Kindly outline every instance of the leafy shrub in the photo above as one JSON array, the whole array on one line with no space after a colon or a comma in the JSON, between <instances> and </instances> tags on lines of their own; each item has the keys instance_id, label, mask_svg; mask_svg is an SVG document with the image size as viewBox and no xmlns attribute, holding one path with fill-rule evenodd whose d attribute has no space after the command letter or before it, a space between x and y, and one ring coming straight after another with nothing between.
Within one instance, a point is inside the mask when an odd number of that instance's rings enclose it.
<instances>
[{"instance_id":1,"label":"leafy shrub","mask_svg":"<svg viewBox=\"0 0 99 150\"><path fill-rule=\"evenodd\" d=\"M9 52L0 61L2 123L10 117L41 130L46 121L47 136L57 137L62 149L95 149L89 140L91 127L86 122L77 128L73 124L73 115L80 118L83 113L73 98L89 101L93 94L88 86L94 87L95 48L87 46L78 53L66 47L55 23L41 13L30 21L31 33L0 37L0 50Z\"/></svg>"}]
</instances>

__WORK REQUIRED__: Please restate the data word for word, every record included.

__RESULT OF THE EXERCISE__:
Kindly outline every instance of the leafy shrub in the photo above as one JSON array, the whole array on one line with no space after a colon or a comma in the JSON, between <instances> and </instances> tags on lines of their own; each item has the keys instance_id, label, mask_svg; mask_svg is an SVG document with the image size as viewBox and no xmlns attribute, holding one path with fill-rule evenodd whose d attribute has no space after the command letter or before it, a space between x and y, and one ring coming straight after another with nothing between.
Within one instance, a point is inside the mask when an odd number of that instance's rings enclose it.
<instances>
[{"instance_id":1,"label":"leafy shrub","mask_svg":"<svg viewBox=\"0 0 99 150\"><path fill-rule=\"evenodd\" d=\"M9 52L0 61L2 123L10 117L41 130L46 121L47 136L57 137L62 149L95 149L89 140L91 127L86 122L77 128L73 124L73 115L80 118L83 113L73 98L89 101L93 94L88 86L94 87L95 48L87 46L78 53L66 47L55 23L41 13L30 21L31 33L0 37L0 50Z\"/></svg>"}]
</instances>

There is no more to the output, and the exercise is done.